If there is something that all American’s can agree on it’s that we are better than everyone else. This not only includes foreigners, who obviously aren’t as good as us because they aren’t American’s, it also includes rednecks. (Redneckus Americanus, to use the correct Latin name for the species) Rednecks are defined as those other people. You know the ones. The kind that do all the things that we think are beneath us. However, given the fact that roughly 78% of the American populace are indeed rednecks, I’d say we have a bit of a blind spot about ourselves.
The internet affords a certain anonymity and freedom to redefine oneself into the image of the person you most want to be. Well, I guess I can forget about that now because after this post, there will be no denying it. If any of you knew the 20 Prospect clan you’d consider this information to be self evident.
I am a redneck.
An honest to God, sh!tkicking, beer swillin’ redneck.
This was the highlight of my weekend.
Yes, I spent Saturday night at the dirt track with 20 Prospect Jr. watching guys in really loud cars drive around in circles. And you know what? I loved it. I loved every blessed minute of sitting on those mud flecked aluminum stands, blinking to get the dirt out of my eyes as the cars kicked up dust devils behind them. In fact, aside from a High School football game I can’t think of a better way to spend a cool September night.
There. I feel much better now. They say that admitting you have a problem is the first step to recovery. I’m not sure who “they” are, but oddly enough, you never here “them” admitting they have a problem.

WHAT IS ASKED =
1. Render this sentence from the post about the dirt track into Spanish: "In fact, aside from a High School football game I can’t think of a better way to spend a cool September night."
2. From the post about the dirt track, reproduce word for word the part that opens with the words containing "I am a redneck." and closes with "have a problem.".
The records that follow originate from a separate source.

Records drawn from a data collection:
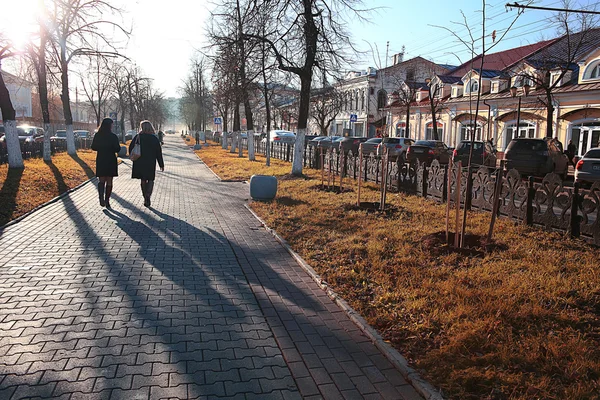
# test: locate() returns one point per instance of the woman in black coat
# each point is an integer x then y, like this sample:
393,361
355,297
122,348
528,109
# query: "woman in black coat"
106,144
144,168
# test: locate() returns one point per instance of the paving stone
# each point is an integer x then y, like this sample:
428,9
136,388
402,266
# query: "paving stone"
191,298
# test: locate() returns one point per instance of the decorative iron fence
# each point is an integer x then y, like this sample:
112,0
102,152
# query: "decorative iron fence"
549,203
36,149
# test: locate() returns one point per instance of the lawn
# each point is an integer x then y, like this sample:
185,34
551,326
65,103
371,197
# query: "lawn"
22,190
517,319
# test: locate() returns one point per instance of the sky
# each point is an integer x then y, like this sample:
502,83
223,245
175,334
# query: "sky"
165,38
166,34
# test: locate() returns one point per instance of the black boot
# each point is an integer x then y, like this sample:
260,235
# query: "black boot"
101,193
108,193
143,184
149,187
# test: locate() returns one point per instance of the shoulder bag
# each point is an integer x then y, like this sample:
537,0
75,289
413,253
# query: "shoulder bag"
137,150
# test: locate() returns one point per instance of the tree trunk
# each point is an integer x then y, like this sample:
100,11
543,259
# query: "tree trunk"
15,158
43,90
250,128
66,100
549,116
297,163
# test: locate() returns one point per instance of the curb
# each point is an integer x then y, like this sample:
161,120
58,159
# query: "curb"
51,201
422,386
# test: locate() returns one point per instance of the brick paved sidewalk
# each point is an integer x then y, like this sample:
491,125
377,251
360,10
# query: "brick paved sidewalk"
189,299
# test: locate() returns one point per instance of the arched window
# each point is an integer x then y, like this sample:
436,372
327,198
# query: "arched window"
401,129
467,128
350,100
381,98
429,131
362,99
592,71
472,86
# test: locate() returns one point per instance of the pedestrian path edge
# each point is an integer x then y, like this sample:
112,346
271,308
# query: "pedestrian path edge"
422,386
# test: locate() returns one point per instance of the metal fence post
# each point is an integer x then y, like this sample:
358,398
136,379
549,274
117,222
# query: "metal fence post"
575,220
529,205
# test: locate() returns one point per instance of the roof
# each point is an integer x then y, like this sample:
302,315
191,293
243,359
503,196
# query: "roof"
566,50
501,60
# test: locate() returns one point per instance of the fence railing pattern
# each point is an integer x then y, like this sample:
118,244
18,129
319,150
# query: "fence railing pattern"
36,149
548,203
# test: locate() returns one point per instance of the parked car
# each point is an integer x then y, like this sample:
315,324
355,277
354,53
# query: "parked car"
30,134
587,169
428,150
328,142
396,148
130,134
350,143
370,146
484,153
280,136
82,134
536,157
60,134
315,141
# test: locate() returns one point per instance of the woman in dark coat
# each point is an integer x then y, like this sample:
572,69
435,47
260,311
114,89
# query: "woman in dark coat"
144,168
106,144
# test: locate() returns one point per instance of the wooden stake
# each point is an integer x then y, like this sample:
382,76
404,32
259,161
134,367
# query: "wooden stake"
448,193
322,168
359,174
458,179
496,202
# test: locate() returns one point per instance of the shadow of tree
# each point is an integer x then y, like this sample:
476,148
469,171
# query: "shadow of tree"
86,168
60,181
8,194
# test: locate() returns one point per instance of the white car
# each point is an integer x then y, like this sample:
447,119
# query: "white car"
280,136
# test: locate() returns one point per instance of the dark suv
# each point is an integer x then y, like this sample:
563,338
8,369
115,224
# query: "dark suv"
426,151
350,143
536,157
396,148
484,153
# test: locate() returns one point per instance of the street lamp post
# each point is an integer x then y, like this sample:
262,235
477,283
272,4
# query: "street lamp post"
513,93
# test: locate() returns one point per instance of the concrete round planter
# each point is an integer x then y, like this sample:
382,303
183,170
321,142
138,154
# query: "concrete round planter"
263,187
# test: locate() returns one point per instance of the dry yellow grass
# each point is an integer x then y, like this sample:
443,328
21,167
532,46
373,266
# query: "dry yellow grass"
514,321
23,190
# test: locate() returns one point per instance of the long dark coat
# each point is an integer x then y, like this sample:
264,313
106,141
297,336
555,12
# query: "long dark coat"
145,166
106,144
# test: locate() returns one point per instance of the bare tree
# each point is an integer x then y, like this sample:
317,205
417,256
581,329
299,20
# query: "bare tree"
309,34
15,158
96,83
326,104
76,23
551,66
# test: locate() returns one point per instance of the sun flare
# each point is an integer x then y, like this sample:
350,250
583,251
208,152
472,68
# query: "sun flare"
22,24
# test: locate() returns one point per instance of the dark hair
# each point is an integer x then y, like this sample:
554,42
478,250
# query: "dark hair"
105,126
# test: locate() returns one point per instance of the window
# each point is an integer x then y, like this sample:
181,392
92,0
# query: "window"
592,71
381,99
401,129
526,130
362,99
472,86
429,131
466,130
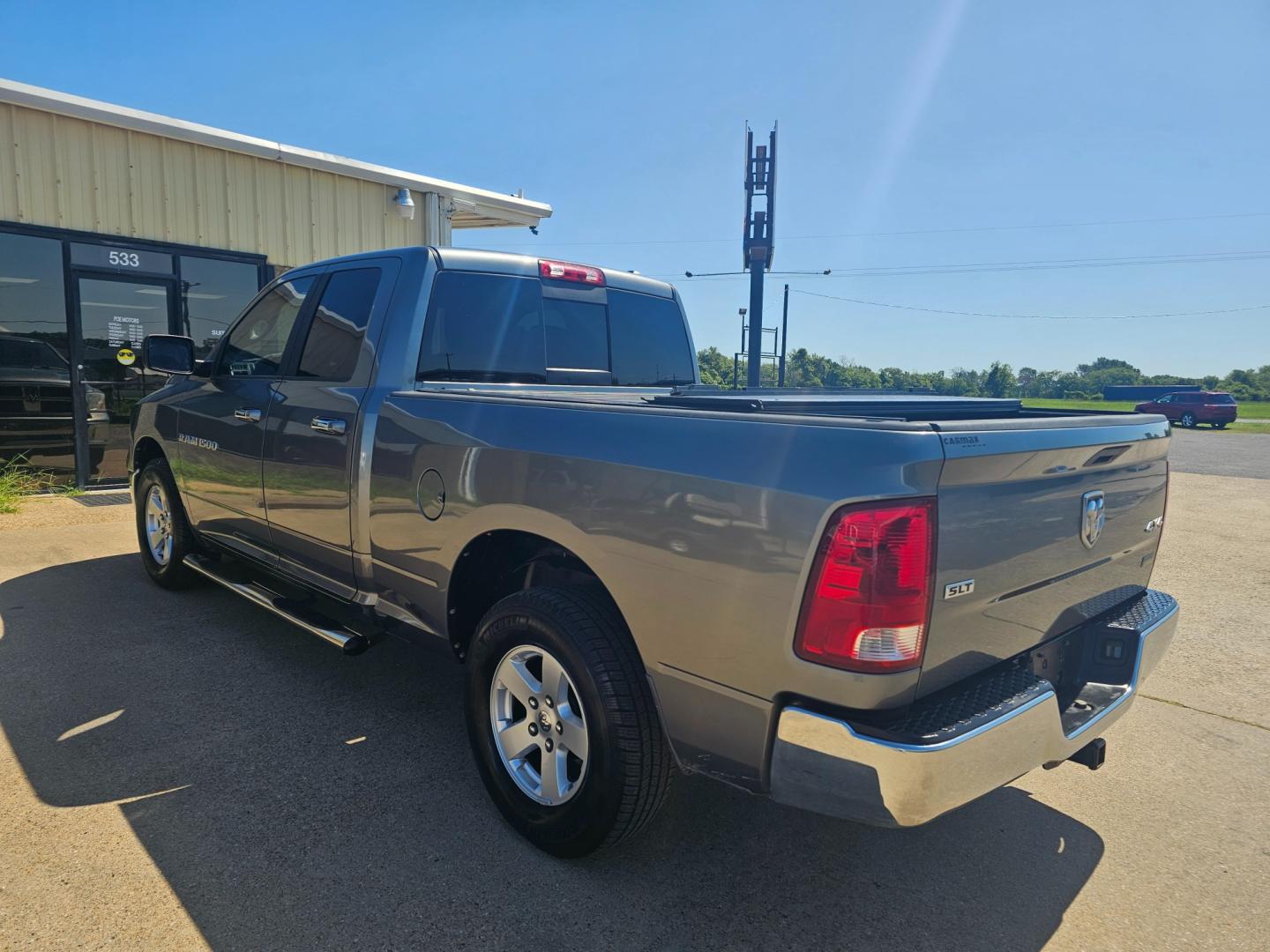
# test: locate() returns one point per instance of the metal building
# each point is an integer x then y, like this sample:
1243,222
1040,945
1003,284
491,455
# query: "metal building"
116,224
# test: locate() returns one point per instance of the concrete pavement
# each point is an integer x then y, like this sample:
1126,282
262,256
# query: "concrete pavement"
176,770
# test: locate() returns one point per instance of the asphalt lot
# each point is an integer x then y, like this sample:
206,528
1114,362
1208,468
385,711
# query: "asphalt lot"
1221,452
176,773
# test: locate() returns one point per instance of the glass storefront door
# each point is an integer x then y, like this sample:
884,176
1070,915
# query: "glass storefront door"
115,317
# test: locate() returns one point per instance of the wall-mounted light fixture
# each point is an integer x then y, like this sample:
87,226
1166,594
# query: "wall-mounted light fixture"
404,204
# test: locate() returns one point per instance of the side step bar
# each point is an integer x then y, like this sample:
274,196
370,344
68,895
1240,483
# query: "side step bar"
351,643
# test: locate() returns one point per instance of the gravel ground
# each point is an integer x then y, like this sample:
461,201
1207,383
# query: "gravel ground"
1221,453
176,773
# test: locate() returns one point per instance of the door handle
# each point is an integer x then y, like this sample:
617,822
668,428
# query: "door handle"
328,424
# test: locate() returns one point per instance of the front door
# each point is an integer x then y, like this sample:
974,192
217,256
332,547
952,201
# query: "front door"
311,435
224,419
115,316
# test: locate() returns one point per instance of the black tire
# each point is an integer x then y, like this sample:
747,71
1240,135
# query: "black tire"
172,574
629,761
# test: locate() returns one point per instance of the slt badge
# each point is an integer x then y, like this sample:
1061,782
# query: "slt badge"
1093,517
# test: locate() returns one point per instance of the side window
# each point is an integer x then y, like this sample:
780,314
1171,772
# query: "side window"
340,323
484,328
258,342
651,344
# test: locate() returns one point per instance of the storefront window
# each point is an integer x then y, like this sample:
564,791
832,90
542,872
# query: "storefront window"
215,294
36,420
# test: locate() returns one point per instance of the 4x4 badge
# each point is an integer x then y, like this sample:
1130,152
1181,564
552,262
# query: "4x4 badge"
1093,517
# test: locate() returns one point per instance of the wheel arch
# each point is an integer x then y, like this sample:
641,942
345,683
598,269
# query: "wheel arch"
499,562
144,450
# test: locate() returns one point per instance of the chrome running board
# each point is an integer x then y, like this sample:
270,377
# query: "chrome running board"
348,641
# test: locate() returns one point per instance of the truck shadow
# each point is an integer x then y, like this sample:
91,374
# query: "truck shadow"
279,828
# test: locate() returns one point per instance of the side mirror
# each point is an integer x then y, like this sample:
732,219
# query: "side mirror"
169,353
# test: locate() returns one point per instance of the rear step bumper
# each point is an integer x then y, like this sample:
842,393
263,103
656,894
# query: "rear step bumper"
348,641
967,741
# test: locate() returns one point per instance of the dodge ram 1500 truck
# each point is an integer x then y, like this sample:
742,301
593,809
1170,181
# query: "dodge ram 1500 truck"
874,606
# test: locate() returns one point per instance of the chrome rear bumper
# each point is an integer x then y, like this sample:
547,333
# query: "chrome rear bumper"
828,766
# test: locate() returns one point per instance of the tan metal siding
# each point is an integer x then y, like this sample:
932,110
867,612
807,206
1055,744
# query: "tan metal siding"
70,173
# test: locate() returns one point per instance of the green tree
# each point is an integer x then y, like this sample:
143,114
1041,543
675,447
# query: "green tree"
715,367
1000,380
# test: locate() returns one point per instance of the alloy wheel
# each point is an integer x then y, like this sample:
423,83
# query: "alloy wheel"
159,525
539,726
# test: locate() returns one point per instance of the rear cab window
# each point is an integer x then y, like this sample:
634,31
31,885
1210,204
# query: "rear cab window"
499,328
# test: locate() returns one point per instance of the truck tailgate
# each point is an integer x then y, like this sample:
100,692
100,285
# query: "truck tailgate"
1011,566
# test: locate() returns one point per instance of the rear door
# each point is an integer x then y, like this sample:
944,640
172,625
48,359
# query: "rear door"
312,433
221,423
1041,527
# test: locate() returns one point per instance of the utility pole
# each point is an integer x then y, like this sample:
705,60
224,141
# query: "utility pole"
785,331
757,242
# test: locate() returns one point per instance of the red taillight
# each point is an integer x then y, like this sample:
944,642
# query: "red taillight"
564,271
868,599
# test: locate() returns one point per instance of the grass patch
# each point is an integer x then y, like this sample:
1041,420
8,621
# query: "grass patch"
18,480
1252,418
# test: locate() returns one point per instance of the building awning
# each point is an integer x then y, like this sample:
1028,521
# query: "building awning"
471,207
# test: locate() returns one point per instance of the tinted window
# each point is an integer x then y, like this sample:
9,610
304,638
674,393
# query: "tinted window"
257,343
213,294
484,328
577,335
34,376
651,344
340,323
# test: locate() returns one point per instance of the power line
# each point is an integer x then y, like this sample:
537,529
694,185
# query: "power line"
903,234
1025,265
1042,316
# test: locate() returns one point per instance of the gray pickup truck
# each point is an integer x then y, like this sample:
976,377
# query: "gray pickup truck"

SOLUTIONS TO THE PROBLEMS =
1. De hecho, aparte de un partido de fútbol americano de secundaria, no se me ocurre una mejor manera de pasar una fresca noche de septiembre.

2.
I am a redneck.
An honest to God, sh!tkicking, beer swillin’ redneck.
This was the highlight of my weekend.
Yes, I spent Saturday night at the dirt track with 20 Prospect Jr. watching guys in really loud cars drive around in circles. And you know what? I loved it. I loved every blessed minute of sitting on those mud flecked aluminum stands, blinking to get the dirt out of my eyes as the cars kicked up dust devils behind them. In fact, aside from a High School football game I can’t think of a better way to spend a cool September night.
There. I feel much better now. They say that admitting you have a problem is the first step to recovery. I’m not sure who “they” are, but oddly enough, you never here “them” admitting they have a problem.